──────── TEXT EXCERPT ────────
Monday, March 4, 2019

New Rules


The scriptures referred to are Exodus 34:29-35 and 2 Corinthians 3:12-4:2.

Somewhere there is probably a commentary on the Revised Common Lectionary written by someone on the committee that compiled it. And I hope that somewhere it explains the quizzical way they picked the beginnings and endings of the passages we read each week. Context is important in understanding anything and especially when trying to understand the Bible. So I wonder why sometimes the readings don't start one verse earlier or end one verse later in instances where it would greatly help us know what we are discussing. Otherwise it is the job of the preacher to spend a chunk of his or her sermon reading aloud as well as explicating the verses not included.

In our New Testament lesson we are plunked into the midst of Paul's comparison of the old and new covenants. Were I the editor of the lectionary I would have included most if not all of the paragraph preceding our reading in 2 Corinthians. Paul is referring to our passage in Exodus about how Moses' face glowed after he talked to the Lord and how it unnerved the people of Israel. The point he is making is that even so, the glory accompanying the giving of the old covenant eventually faded. And so he says in verse 11: “And if what was transitory came with glory, how much greater is the glory of that which lasts!”

That is the hope to which he points in verse 12—the glorious and everlasting nature of the new covenant. Unlike the old one it is not going away. The Jews already had to accommodate the fact that parts of the old covenant could become irrelevant. When they were taken into exile in Babylon, the many parts of the Law that dealt with the temple and the priesthood were inactive because the temple had been destroyed. That led to rabbinic Judaism, and the religion came to focus on the Torah and obeying the rest of the Law. That's the form of Judaism we have today, because there is no temple and thus no sacrificial system. In Jesus' day the temple was back in action but the parts of the Law dealing with the king were invalid because there was no Jewish king, just a Gentile emperor.
────────
* PROBLEM SET
(A) Do the following statements agree with the sermon excerpt? For each, answer yes or no and quote the words of the excerpt that decide it.
(i) One of the readings discussed is Exodus 34:29-35.
(ii) The writer would have added the paragraph that follows the reading in 2 Corinthians.
(iii) The temple was out of use in Jesus' day.
(B) Summarize the sermon excerpt in two sentences.
(C) List every scripture reference, whether a passage or a single verse, that the sermon excerpt cites, in the form the excerpt gives it.
──────── DATA LINES ────────
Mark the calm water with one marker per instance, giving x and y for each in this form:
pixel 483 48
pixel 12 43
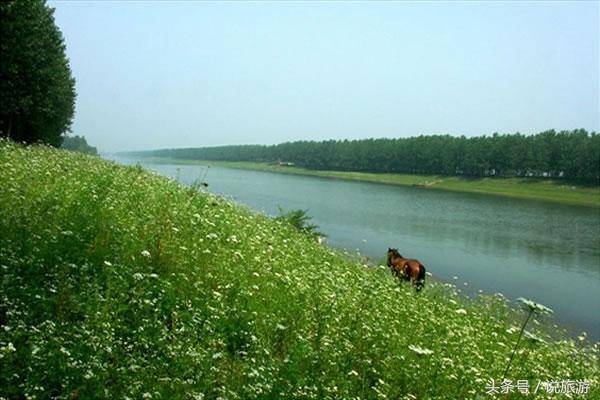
────────
* RESULTS FOR EACH TASK
(A)
(i) Yes: "The scriptures referred to are Exodus 34:29-35 and 2 Corinthians 3:12-4:2."
(ii) No: "Were I the editor of the lectionary I would have included most if not all of the paragraph preceding our reading in 2 Corinthians."
(iii) No: "In Jesus' day the temple was back in action"

(B) The writer wonders why the Revised Common Lectionary begins and ends its readings where it does, since context matters and the preacher must otherwise read aloud and explain the verses left out. In 2 Corinthians, Paul points to Moses' glowing face in Exodus to contrast the fading glory of the old covenant with the lasting glory of the new, and the writer notes that parts of the old covenant had already become inactive after the temple was destroyed, and that in Jesus' day the laws about the king were invalid because there was no Jewish king.

(C)
- Exodus 34:29-35
- 2 Corinthians 3:12-4:2
- verse 11
- verse 12